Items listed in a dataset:
--------

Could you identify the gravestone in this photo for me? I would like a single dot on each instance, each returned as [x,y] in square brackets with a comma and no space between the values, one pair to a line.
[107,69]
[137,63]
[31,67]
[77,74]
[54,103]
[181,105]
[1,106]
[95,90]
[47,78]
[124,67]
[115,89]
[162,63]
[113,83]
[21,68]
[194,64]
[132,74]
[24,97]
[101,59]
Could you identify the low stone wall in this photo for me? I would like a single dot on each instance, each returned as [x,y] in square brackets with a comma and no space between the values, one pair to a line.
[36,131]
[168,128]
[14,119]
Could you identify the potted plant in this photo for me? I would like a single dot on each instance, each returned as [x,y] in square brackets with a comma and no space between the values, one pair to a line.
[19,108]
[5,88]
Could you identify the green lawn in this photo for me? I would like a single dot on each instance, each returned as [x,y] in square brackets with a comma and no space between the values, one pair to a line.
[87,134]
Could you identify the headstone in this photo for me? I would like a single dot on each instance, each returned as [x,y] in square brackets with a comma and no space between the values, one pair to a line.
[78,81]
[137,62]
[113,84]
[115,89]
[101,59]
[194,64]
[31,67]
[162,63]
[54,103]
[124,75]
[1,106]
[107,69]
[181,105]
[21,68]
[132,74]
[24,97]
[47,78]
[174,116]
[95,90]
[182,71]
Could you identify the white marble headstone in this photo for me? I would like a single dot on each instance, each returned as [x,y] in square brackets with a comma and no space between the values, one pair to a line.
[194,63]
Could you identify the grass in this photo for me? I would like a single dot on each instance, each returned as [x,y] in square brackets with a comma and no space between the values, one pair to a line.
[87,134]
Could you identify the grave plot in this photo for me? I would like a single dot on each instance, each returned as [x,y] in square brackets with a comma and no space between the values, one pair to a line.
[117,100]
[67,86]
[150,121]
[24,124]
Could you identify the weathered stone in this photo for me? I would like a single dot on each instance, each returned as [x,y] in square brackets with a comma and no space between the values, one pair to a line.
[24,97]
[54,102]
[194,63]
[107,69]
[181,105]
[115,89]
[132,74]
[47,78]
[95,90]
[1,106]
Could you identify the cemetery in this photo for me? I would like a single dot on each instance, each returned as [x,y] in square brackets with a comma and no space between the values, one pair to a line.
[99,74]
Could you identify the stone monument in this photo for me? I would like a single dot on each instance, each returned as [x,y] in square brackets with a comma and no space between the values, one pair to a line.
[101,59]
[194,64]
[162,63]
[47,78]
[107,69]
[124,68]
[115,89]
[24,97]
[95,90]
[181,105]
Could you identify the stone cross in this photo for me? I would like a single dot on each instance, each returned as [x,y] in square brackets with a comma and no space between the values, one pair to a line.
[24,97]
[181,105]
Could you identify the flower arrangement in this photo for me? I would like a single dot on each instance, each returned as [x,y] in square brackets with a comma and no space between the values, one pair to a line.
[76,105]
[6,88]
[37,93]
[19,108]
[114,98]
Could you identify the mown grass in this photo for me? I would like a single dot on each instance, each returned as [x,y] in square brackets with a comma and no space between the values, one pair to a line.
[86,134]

--------

Written task: Output every line of the data above verbatim, from the first line to the last.

Right answer:
Could you identify the gravestone in this photo for me? I would like a single dot on each instance, each returned as [x,y] in square brackets with a comma and no space between the values, one pair to a line.
[107,69]
[137,63]
[31,67]
[77,74]
[54,103]
[181,105]
[1,106]
[95,90]
[47,78]
[124,67]
[115,89]
[162,63]
[113,83]
[21,68]
[194,64]
[132,74]
[24,97]
[101,59]
Could you identify the low stone wall in this photo for me? I would like a single dot on each instance, each returned as [x,y] in square brackets with a comma and no space between the values, one pair to a line.
[36,131]
[168,128]
[14,119]
Could you identify the potted plant in this photo for me? I would like a single dot on each instance, each returned as [x,y] in square brackets with a comma and no space between the values, one pair to a line.
[19,108]
[5,88]
Could you identify the green lawn in this photo for me? I would like a single dot on each instance, each returned as [x,y] in square brackets with a comma and no space between the values, one pair to a line.
[87,134]
Could you identify the headstone in this photo for me? I would like a single dot on each instance, each returned as [x,y] in square brackets with a comma and no space between the values, one pair to a line.
[78,81]
[137,62]
[113,84]
[115,89]
[101,59]
[194,64]
[31,67]
[162,63]
[54,103]
[124,75]
[1,106]
[107,69]
[181,105]
[21,68]
[132,74]
[24,97]
[47,78]
[174,116]
[95,90]
[182,71]
Could you identify the white marble headstone in this photo for me? I would like a single dot on each instance, each returned as [x,y] in square brackets with a comma and no space between the values, one pair to a line.
[194,63]
Could you identify the grass in this photo for me? I would like a single dot on each instance, each returned as [x,y] in square brackets with a comma and no space between the values, one pair to a line.
[87,134]
Could you identify the grave plot in this photo for me? I would like a single dot on each instance, each returned as [x,y] in square brackets with a comma and no space between the values, one pair to a line.
[117,100]
[67,86]
[150,121]
[24,124]
Could you identify the weathered stone in this photo for me? I would like a single dot on each instance, each returned as [x,y] in square brackets with a comma and no space between the values, one pair to a line.
[24,97]
[54,102]
[194,63]
[107,69]
[181,105]
[115,89]
[132,74]
[47,78]
[95,90]
[1,106]
Could you identify the cemetery in this photo for me? I would like a single dot on each instance, each returned as [x,y] in square brackets with a comma and no space between the values, one pair to a line.
[99,74]
Could you identify the stone monument in this photo for me? I would like a single dot on each instance, each returned as [x,y] in square brackets with a comma and no space between the values, one pair to a line.
[101,59]
[194,64]
[162,63]
[47,78]
[107,69]
[124,68]
[115,89]
[24,97]
[95,90]
[181,105]
Could you identify the stone cross in this photo for me? I would like a single dot on each instance, each returned as [x,y] in square brackets with a comma and no space between the values, one pair to a line.
[24,97]
[181,105]
Could you identify the flower arrangement in this photo for me? I would like a single dot on each instance, each returned as [x,y] in square brackets with a comma and no space between the values, one pair to a line.
[76,105]
[6,88]
[37,93]
[19,108]
[114,98]
Could you identify the mown grass in this photo for me? I would like a single dot on each instance, each returned as [x,y] in square brackets with a comma and no space between the values, one pair to a line.
[86,134]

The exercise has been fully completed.